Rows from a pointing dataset
------------------------------

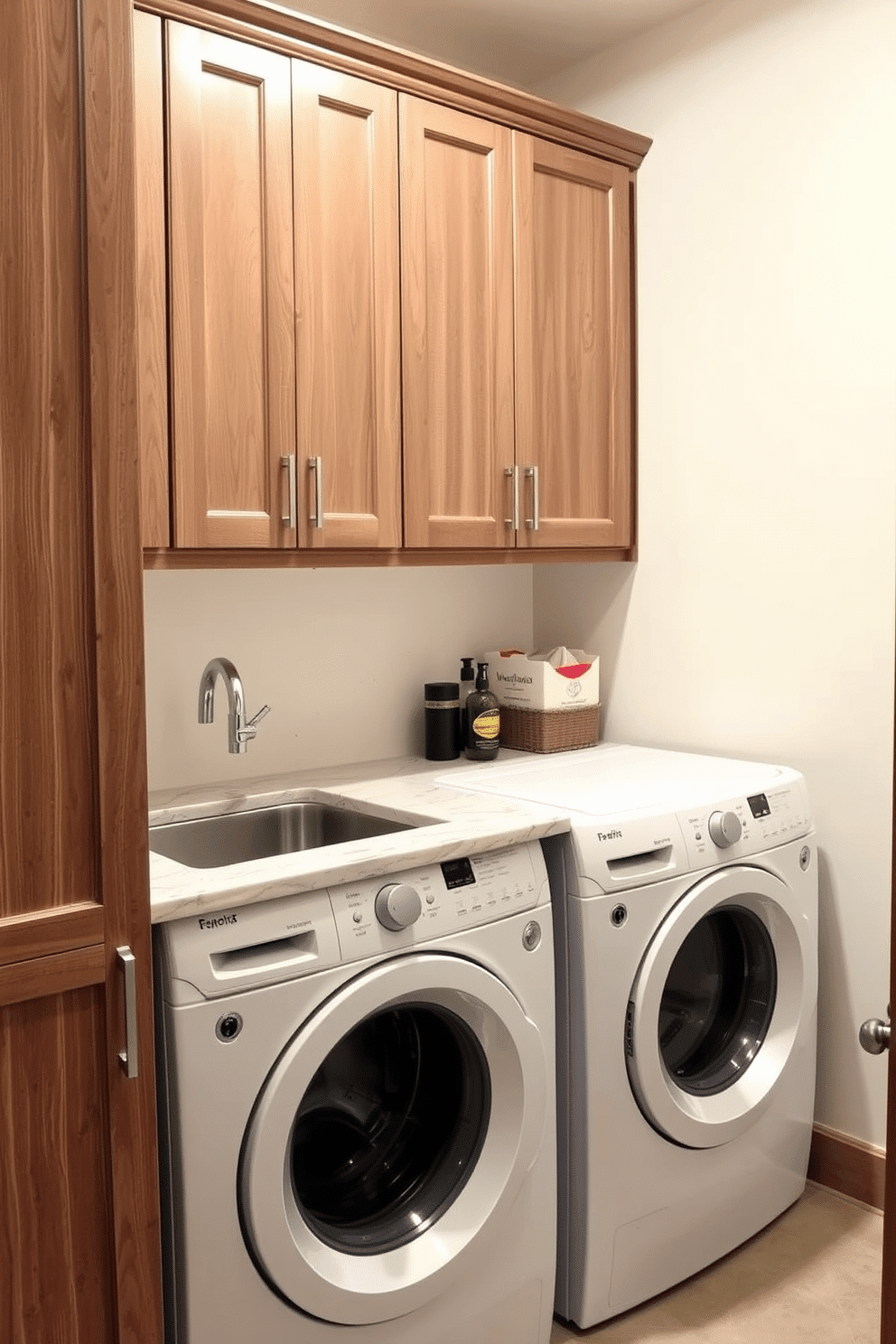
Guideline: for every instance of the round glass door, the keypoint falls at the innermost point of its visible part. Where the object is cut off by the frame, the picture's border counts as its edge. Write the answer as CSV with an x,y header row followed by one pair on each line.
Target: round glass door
x,y
714,1007
717,1000
390,1128
391,1139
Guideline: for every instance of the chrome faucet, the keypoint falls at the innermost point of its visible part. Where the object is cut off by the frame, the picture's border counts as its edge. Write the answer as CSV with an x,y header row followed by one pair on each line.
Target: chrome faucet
x,y
239,729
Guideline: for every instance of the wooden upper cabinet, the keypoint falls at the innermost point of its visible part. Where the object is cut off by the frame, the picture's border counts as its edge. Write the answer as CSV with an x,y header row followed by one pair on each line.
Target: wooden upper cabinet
x,y
152,328
390,322
231,291
573,347
457,327
347,309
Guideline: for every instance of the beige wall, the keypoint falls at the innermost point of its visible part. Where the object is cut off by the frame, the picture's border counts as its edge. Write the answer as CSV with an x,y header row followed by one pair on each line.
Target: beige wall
x,y
760,617
339,655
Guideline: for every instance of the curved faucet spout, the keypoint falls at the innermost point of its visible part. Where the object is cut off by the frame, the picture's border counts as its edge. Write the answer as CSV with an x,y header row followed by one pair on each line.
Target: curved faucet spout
x,y
239,729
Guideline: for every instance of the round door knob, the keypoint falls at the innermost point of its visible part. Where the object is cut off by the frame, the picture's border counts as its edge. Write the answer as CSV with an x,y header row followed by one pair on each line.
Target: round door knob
x,y
873,1035
397,906
724,828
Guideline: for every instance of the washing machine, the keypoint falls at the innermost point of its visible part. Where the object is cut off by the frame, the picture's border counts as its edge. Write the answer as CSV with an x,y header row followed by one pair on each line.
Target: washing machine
x,y
358,1112
686,931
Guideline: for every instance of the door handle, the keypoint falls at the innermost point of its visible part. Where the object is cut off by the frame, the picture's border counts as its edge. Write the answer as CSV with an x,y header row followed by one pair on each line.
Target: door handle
x,y
316,465
873,1035
535,519
513,520
128,1057
288,460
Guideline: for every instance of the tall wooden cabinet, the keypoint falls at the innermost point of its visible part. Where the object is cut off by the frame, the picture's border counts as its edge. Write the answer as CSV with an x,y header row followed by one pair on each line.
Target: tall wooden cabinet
x,y
79,1245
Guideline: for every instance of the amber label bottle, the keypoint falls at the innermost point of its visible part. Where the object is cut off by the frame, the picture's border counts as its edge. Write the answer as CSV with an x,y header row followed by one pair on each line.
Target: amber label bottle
x,y
482,719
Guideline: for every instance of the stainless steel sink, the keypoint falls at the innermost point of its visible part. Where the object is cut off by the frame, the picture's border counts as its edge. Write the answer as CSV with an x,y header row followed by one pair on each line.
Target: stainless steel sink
x,y
218,842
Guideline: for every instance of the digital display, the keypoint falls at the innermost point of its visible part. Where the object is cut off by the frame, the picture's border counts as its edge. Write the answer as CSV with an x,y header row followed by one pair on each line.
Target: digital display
x,y
458,873
760,806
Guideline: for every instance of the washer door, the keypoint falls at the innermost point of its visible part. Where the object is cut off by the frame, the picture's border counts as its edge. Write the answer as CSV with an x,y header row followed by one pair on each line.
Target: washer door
x,y
391,1139
714,1007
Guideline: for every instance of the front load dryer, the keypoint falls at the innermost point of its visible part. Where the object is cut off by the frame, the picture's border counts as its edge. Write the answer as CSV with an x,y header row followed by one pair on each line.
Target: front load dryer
x,y
686,929
358,1112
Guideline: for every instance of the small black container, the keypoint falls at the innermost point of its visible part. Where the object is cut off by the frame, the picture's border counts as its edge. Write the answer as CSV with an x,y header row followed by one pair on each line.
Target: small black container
x,y
441,700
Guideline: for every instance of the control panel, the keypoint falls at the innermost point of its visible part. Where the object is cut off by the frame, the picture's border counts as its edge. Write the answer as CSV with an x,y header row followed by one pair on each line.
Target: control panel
x,y
424,903
738,826
270,941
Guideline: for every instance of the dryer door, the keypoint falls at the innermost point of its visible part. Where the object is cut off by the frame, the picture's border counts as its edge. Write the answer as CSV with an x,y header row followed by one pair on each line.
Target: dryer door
x,y
716,1004
391,1139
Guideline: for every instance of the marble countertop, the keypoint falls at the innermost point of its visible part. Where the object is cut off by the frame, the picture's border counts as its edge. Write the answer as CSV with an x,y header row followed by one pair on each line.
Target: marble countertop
x,y
407,789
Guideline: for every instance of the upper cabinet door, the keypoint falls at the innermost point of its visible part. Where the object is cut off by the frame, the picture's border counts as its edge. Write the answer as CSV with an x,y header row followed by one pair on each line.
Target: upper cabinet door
x,y
231,291
152,327
457,327
573,347
347,309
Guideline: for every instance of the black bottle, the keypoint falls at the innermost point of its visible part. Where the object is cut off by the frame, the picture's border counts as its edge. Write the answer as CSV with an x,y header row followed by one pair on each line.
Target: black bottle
x,y
440,721
468,683
482,719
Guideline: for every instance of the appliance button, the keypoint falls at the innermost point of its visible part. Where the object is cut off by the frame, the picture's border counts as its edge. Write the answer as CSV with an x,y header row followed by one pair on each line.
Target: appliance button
x,y
724,828
397,905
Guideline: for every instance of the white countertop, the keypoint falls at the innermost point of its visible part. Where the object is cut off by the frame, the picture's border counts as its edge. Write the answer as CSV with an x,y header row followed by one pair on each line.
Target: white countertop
x,y
406,789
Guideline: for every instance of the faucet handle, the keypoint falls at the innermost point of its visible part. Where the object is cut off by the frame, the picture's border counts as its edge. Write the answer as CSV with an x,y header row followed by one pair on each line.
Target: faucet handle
x,y
246,727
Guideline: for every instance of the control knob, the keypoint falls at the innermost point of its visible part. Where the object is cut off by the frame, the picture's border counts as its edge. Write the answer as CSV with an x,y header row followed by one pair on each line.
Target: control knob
x,y
397,906
724,828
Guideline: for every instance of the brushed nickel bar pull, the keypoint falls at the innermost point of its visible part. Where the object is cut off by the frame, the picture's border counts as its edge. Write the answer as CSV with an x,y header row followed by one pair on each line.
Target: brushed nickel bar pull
x,y
532,473
513,522
128,1057
317,468
288,460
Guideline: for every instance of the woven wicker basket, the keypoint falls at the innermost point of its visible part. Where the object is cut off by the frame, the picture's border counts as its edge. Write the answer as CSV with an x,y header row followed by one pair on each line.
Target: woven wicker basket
x,y
550,730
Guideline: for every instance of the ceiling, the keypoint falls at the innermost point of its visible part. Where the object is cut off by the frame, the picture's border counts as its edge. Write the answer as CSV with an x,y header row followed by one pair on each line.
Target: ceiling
x,y
518,42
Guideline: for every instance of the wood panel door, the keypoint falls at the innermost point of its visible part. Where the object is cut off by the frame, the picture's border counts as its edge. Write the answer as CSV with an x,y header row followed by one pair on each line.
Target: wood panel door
x,y
347,309
231,291
457,327
574,352
79,1227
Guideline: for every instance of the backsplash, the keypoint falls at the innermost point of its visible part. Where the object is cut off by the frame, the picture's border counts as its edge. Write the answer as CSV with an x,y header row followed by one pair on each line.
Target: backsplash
x,y
339,655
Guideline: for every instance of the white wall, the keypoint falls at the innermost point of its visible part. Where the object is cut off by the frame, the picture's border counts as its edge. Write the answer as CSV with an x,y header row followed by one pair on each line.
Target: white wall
x,y
339,655
760,617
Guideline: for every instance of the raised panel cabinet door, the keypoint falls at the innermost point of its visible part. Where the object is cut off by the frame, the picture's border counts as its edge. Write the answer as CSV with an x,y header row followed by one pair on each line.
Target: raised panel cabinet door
x,y
573,347
152,313
231,289
457,327
347,309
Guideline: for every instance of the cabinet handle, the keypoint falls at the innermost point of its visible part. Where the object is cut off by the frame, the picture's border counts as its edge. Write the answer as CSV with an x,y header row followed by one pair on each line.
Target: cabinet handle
x,y
532,473
288,460
128,1057
316,465
513,522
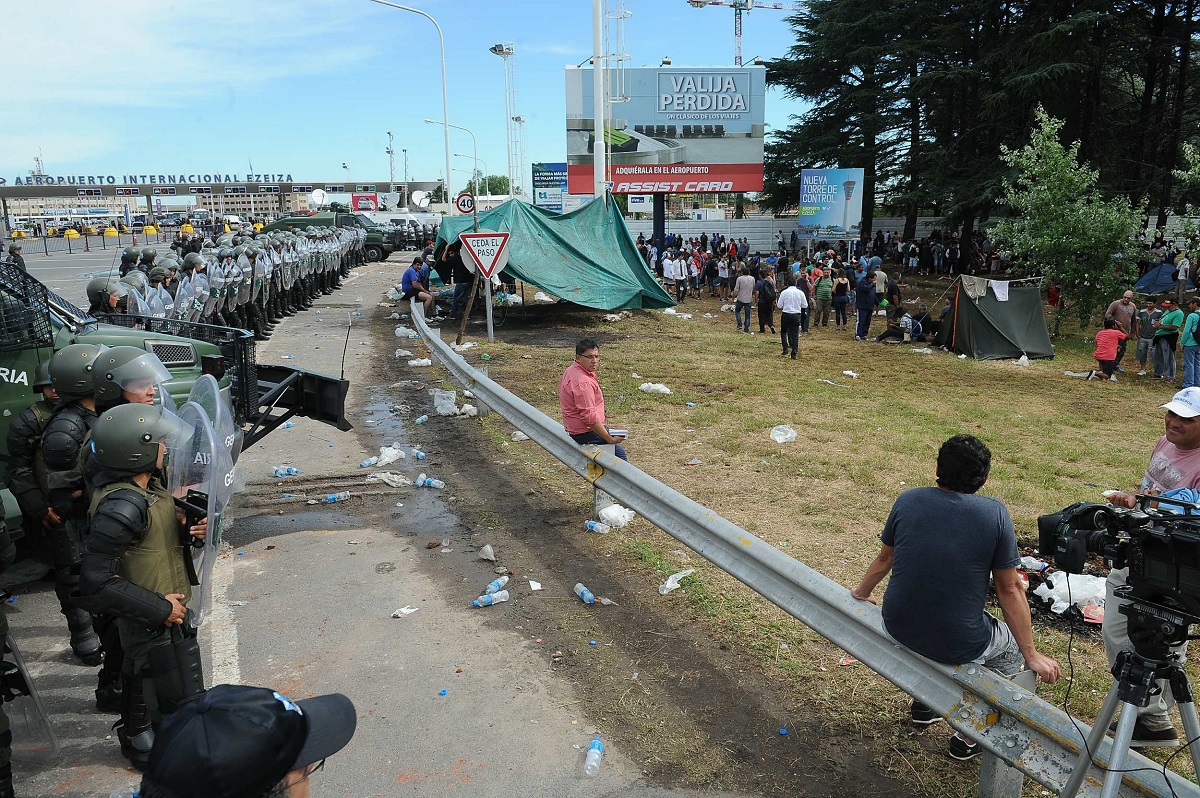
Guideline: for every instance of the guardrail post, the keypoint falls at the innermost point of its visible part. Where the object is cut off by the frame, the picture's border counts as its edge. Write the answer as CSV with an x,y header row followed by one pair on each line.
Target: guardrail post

------------------------------

--- WRITTEN INSTRUCTION ---
Can you write out the lines of the records above, from the line containing "Guideline: for every instance of the guardrail" through the end of the records, both ends included?

--- FINISHED TASK ---
Guideline: for every instance of the guardrail post, the keypoint falls at the innermost point of its visible part. Where the object is cut off by the frame, the picture's border counts as its edge. Write the answer as CSV with an x,y header row followed by one pair on each line.
Target: guardrail post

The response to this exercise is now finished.